[TEXT FOR ANALYSIS]

□ □ □ □ □ □ □

Thursday, January 04, 2007

New Year's Resolutions

Well it is now 2007 and things are pretty much the same as I last left you and a few more medical issues have arisen that need to be addressed. Some of you know the whole story and some do not as I have stopped writing the whole story here because frankly I am sick of telling it. That and I have noticed people are not as supportive as they used to be because they want to pretend that life is fine and perfect for me. However, that is not the truth and is far from it. But I won't bore you with all the details since I am very angry right now about the lack of support and help from the people who promised to stick it out. I wish each of you could just live a day in my life to see what I go through and then maybe you would live and be more compassionate.

□ □ □ □ □ □ □

[WHAT NEEDS TO BE DONE]
Can you continue the New Year's resolutions post, picking up right after its last sentence? The records have nothing to do with the New Year's resolutions post.

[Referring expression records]

□ □ □ □ □ □ □

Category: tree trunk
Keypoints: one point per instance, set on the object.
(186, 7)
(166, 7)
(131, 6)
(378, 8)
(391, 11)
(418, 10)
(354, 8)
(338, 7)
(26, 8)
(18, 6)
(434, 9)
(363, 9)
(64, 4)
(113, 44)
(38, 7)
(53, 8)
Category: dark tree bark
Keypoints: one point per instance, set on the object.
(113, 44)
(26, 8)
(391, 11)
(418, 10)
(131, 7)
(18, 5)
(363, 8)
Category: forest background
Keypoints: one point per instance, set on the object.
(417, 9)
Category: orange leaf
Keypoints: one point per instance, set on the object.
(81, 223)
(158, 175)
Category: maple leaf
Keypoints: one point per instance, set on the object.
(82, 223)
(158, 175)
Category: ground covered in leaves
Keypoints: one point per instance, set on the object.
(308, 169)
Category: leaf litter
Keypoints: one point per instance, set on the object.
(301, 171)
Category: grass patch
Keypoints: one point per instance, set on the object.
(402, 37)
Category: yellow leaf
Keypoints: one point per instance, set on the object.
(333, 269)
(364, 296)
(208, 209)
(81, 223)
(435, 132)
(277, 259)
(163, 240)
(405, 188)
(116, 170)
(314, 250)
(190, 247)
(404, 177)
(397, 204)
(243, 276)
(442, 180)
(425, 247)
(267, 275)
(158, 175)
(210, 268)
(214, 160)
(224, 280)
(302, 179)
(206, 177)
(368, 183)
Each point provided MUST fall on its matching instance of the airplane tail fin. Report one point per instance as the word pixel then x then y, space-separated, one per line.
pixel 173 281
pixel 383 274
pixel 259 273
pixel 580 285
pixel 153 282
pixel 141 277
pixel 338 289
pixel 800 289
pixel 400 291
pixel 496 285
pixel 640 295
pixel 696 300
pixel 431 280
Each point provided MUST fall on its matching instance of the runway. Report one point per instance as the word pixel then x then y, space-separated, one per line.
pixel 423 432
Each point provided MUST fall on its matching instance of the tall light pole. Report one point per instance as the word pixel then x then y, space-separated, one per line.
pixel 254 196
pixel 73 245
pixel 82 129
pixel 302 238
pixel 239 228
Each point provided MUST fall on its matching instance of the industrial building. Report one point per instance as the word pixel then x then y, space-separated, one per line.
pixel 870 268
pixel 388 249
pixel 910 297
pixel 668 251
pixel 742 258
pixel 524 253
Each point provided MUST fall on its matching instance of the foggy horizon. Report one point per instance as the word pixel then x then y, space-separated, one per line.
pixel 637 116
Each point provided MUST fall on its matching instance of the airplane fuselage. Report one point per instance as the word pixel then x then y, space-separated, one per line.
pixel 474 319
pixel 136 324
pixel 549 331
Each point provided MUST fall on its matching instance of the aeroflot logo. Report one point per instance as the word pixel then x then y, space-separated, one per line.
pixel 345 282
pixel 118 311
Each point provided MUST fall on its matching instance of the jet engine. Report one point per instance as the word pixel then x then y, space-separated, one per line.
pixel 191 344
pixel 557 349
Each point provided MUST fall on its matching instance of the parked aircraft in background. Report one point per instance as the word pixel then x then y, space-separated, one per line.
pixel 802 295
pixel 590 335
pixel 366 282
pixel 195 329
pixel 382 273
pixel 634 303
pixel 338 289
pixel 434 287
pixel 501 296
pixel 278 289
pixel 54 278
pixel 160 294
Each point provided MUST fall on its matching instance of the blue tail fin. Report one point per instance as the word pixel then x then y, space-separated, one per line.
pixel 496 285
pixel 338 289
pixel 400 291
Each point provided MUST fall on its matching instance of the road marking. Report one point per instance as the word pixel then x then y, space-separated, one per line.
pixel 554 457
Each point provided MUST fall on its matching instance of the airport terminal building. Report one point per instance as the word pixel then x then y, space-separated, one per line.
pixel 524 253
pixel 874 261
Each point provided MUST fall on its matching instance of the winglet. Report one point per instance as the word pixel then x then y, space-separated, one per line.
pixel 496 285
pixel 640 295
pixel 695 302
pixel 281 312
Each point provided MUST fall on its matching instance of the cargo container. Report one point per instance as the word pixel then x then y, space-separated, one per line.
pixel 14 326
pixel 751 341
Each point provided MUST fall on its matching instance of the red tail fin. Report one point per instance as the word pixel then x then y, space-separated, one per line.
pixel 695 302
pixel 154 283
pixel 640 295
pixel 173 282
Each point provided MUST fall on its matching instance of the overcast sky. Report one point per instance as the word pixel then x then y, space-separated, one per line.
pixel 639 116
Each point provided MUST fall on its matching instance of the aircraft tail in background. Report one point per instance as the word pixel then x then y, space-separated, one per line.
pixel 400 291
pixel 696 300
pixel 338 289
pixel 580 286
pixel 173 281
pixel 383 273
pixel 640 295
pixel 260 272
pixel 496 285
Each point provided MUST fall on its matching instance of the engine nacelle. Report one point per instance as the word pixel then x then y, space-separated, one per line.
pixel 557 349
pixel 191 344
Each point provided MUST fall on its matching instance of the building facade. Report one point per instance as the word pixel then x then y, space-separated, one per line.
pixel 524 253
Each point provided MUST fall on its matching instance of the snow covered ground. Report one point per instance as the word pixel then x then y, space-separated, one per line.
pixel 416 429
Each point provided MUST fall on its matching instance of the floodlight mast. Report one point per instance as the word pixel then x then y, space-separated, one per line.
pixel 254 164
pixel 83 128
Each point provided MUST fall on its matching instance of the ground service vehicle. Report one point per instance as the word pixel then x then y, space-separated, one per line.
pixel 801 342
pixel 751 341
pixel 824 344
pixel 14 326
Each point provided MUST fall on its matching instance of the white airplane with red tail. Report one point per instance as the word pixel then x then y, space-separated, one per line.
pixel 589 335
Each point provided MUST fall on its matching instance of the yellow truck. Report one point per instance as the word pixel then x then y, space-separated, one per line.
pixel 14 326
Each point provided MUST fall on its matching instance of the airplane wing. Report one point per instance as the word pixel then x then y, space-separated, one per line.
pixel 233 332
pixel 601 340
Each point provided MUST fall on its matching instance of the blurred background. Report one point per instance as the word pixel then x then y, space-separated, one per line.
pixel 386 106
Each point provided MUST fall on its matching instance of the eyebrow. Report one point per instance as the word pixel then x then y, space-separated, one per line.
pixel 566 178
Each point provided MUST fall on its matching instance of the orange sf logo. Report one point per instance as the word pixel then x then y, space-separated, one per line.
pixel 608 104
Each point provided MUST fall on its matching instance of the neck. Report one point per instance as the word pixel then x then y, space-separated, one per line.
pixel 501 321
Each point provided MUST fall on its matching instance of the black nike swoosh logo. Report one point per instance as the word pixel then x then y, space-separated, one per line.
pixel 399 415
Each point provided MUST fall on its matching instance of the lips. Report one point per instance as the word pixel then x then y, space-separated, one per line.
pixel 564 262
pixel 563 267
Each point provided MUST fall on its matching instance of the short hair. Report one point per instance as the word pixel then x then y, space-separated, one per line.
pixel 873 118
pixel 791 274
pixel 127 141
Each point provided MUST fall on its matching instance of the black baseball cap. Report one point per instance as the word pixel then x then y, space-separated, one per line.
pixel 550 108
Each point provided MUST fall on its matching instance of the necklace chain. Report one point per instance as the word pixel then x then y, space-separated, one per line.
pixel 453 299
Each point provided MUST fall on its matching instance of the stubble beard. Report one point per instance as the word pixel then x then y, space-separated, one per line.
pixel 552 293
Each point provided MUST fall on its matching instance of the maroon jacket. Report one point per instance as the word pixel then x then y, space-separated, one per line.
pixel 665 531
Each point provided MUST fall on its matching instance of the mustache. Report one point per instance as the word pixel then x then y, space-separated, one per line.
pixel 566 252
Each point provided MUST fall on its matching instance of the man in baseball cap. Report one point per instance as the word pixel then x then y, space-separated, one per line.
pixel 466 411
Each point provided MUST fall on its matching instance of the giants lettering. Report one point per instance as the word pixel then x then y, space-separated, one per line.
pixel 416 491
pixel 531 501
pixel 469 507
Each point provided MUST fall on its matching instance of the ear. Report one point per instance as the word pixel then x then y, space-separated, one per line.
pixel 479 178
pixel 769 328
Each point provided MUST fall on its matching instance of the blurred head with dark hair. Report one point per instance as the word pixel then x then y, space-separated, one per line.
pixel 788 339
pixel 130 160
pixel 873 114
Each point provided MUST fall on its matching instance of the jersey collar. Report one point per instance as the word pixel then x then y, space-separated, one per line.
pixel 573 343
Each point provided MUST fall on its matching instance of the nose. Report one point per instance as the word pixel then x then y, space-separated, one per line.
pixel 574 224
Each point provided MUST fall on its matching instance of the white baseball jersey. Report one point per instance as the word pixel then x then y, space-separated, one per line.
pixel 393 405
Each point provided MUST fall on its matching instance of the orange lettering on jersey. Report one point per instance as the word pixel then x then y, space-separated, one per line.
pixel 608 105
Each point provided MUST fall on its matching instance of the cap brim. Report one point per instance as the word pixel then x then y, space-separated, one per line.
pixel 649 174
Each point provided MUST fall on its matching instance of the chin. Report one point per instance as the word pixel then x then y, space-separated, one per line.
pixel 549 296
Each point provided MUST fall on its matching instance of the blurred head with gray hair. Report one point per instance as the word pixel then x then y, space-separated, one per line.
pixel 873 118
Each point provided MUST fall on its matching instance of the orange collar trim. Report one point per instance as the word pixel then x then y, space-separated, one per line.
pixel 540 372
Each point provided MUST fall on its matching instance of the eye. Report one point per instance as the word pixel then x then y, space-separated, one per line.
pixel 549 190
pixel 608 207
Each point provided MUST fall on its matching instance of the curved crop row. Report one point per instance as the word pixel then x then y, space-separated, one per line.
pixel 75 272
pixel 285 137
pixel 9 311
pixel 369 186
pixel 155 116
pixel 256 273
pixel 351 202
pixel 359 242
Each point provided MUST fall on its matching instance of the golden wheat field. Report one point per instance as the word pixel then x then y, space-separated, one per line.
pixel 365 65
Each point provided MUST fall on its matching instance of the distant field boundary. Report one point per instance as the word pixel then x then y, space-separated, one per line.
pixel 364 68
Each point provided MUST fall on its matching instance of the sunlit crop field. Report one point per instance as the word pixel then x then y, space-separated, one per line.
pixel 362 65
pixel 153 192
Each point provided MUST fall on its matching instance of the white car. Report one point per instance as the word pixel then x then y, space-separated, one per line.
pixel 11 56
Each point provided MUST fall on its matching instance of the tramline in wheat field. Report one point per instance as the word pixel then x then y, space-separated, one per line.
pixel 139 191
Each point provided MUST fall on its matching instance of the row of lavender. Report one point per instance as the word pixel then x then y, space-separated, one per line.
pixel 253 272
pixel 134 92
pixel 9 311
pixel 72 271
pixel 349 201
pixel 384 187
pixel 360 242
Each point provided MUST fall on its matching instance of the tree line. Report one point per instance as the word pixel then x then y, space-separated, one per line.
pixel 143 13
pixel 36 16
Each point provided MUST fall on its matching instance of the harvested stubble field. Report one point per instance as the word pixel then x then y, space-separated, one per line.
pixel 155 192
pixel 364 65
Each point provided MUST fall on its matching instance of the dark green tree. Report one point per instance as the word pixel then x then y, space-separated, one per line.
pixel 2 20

□ □ □ □ □ □ □

[EXERCISE RESPONSE]
I don't want your pity just some understanding that there are times I need to talk and times I just need a hug. And most times I can just hang out and be me. If you listened to my story than you might even appreciate how much it takes for me to put a "face" on for you so you don't feel uncomfortable. I’m sick of that face! It actually makes me more sick. The stress and energy it takes to put the face on makes all of my symptoms worse. If people allowed me the 15 minutes of explaining where things stand and a hug then they would know I can move on to talking about something other than what is going on – if you don’t want to know don’t ask but do not expect me to sit here and pretend life is perfect everyday. I’m allowed to have a bad day too.

Anyway, you should have seen the faces of those who had no clue as to my status when they saw me over the holidays - they were completely confused and almost hid from me and withdrew. I guess they hadn’t heard that the surgery created complications and that things were still going on with me. Especially when I was trying so hard; no naps, no flashing medication, no asking for anything special. I just wanted to not wear that “face.” It was quite surprising the people who came forward with support and those who acted like I had leprosy. It was just the opposite of the people I expected. I promise you can’t catch me! You all broke my heart. And yes, I understand that it is hard for you to see me this way but I don’t ask for anything from you except that we are friends and family like before all of this.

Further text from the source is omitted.